• [Task instructions] Write out the items word for word, from the very first line through the line that contains "column 302, row 156", both included.

• [Information shown]
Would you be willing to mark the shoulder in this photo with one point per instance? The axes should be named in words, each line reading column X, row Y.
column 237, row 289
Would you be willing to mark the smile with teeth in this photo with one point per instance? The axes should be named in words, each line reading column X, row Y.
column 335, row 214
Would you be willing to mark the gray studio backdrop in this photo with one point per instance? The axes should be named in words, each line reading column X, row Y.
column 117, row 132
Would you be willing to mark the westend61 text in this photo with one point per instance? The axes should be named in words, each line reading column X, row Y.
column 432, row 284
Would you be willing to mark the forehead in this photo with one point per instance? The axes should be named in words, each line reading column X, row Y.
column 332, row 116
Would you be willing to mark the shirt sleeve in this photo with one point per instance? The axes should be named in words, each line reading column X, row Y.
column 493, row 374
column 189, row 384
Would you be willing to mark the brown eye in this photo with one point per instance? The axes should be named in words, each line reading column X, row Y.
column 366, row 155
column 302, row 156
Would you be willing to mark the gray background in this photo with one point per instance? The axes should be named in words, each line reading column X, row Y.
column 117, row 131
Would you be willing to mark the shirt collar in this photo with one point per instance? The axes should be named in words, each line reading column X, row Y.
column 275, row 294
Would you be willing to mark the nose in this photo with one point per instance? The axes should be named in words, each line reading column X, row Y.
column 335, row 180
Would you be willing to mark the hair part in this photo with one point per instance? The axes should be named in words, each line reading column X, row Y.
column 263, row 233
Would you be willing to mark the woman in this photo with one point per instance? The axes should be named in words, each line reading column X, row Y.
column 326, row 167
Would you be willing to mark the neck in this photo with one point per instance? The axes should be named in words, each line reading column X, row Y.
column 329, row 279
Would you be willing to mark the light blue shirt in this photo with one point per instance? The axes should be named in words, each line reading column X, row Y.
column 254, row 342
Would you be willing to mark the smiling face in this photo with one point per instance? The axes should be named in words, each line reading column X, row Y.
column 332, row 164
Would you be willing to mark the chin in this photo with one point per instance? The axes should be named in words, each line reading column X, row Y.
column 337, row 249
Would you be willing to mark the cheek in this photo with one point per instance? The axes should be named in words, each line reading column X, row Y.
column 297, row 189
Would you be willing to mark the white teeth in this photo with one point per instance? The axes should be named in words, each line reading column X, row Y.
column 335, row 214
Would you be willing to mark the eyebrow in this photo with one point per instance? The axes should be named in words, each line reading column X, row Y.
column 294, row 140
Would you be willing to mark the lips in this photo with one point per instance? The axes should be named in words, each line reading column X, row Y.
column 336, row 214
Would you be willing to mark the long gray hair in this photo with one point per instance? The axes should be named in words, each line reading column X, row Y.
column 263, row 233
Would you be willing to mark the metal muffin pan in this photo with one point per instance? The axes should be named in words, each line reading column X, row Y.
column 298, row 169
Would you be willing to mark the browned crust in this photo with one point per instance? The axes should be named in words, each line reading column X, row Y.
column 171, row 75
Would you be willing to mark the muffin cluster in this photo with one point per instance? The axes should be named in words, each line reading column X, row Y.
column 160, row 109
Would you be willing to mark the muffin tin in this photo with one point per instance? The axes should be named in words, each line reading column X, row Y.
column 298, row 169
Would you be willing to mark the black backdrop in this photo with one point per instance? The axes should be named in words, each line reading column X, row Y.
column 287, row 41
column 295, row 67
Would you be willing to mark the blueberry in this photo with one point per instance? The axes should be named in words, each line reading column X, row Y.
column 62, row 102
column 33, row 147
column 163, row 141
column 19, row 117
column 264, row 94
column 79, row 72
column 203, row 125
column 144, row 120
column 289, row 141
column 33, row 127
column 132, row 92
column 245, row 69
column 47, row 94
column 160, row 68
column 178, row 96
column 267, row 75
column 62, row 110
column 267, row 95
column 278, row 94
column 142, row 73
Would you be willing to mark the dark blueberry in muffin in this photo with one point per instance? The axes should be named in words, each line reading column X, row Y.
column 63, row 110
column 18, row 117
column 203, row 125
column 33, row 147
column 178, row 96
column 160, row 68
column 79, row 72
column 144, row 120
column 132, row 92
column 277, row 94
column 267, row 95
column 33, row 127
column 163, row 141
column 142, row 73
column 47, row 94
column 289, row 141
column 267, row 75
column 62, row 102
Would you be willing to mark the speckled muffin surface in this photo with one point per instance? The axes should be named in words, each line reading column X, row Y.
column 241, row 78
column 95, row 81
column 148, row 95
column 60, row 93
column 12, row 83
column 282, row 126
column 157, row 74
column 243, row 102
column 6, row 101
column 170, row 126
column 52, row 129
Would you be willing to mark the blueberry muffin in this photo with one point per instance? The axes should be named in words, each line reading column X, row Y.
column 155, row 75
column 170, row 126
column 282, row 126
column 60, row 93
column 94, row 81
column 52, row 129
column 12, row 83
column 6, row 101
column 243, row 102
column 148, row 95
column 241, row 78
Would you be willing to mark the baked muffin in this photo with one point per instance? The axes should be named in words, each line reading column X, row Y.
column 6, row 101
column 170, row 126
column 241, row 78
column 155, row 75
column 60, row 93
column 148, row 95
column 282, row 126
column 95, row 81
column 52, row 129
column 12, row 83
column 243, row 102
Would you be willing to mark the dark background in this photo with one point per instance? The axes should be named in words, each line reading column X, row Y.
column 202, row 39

• [Task response]
Would you be willing to mark the shoulder in this photo with one point per instance? The axes should be named in words, each line reading column X, row Y.
column 237, row 289
Would you be willing to mark the smile with teeth in this photo with one point per instance? The axes should be named in words, each line reading column X, row Y.
column 335, row 214
Would you be willing to mark the gray studio backdrop in this photo with one point per instance? The axes should be named in words, each line reading column X, row Y.
column 117, row 132
Would you be willing to mark the westend61 text in this photo with one point per instance? The axes should be named in words, each line reading column X, row Y.
column 432, row 284
Would you be willing to mark the forehead in this photo with one point per instance? The axes should be named in words, each line reading column X, row Y.
column 332, row 116
Would you be willing to mark the shirt sleeve in this photo with one point per instance? The axes should be named in words, each line reading column X, row Y.
column 493, row 374
column 189, row 384
Would you be willing to mark the brown eye in this photo with one point per instance? The axes should be named in words, each line reading column X, row Y.
column 366, row 155
column 302, row 156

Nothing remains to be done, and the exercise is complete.